◆ **GIVEN TASK 1**: List the groups of people that the post about Ayn Rand says Jesus cast his lots among.
◆ **GIVEN TASK 2**: Write the next part of the post about Ayn Rand, picking up after its final sentence.

◆ **TEXT**:
↓↓↓
Don't Believe Anything Ayn Rand Writes: An Advent Manifesto

One of my favorite preachers, Will Willimon has written a wonderful post repudiating the philosophy of Ayn Rand. I encourage you to read it, especially if you have been watching Ayn Rand movies or reading her books of late.

I have found that she is widely influential, widely read, and quite popular. I think her philosophy is dangerous, vulgar, and faulty. I reject it in its entirety.

I am continually surprised that so many Christians are enamored of her "philosophy." It puzzles me. Willimon writes:


The incarnation, as Luke tells the story, occurred among those on the bottom. Poor shepherds working the night shift were first to get the news that a poor, unwed Jewish woman was bearing Emmanuel into the world. Old people once made silent -- Simeon and Anna -- were the first to sing. These social leeches, as Rand regards them, were the first to be told by God of “God with us”. The rich and powerful, Rand’s chosen few, resisted Jesus from the day of his birth.
And Christians believe that strange story is the whole truth about God. Jesus Christ -- a poor, vulnerable baby whose family (according to Matthew) was forced to immigrate to Egypt, who cast his lots among the homeless, the hungry, the jobless and the poor -- is God among us.
↑↑↑
◆ **SUPPLIED DATA**:
↓↓↓
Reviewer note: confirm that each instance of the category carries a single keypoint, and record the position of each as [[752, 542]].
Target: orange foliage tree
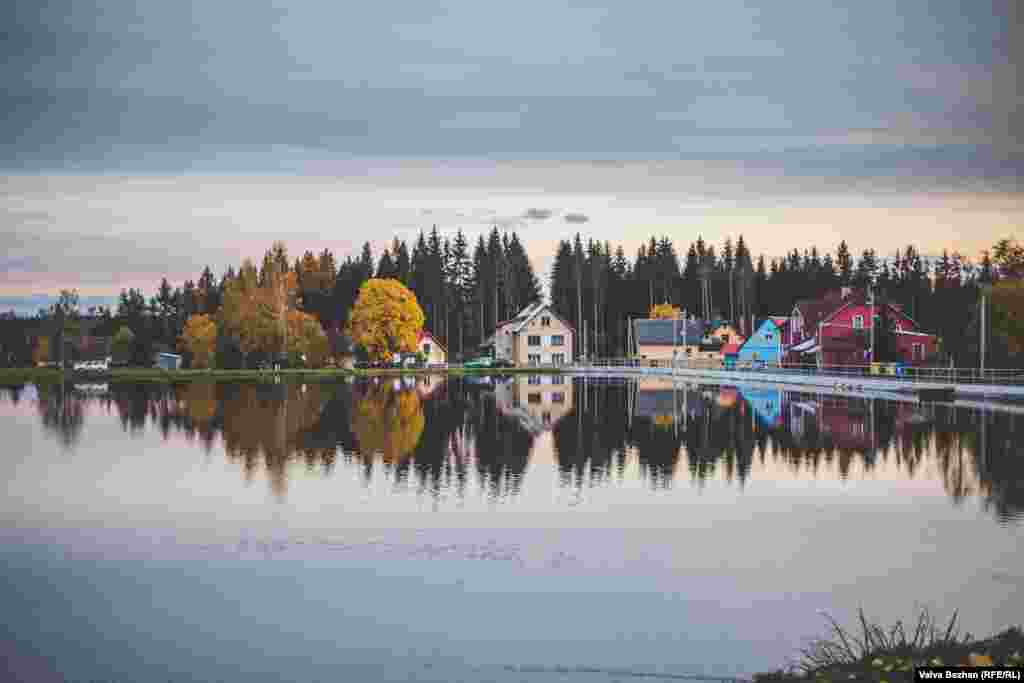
↑↑↑
◆ **WRITTEN ANSWER 1**: the homeless, the hungry, the jobless, the poor

◆ **WRITTEN ANSWER 2**:
This unexpected truth explains why North Alabama Methodists have spent the last eight months helping the victims of the April storms. That’s why this week (by my informal estimate) as many as five thousand people will be fed by our churches. That’s why some of our folks will spend Christmas Eve, not around the warmth of their family hearth but hosting some of Jesus’ less fortunate families at Christmas suppers and soup kitchens, allowing some to stay the night to keep from the cold.
Why? Not because we are soft-headed liberals, or because we have weak economic theory. No, it’s because unlike the devotees of Rand we really believe that the babe in the manger is the whole truth about God and about who we are meant to be. Ayn Rand is lying.
That’s the grand truth we get to preach this Christmastide.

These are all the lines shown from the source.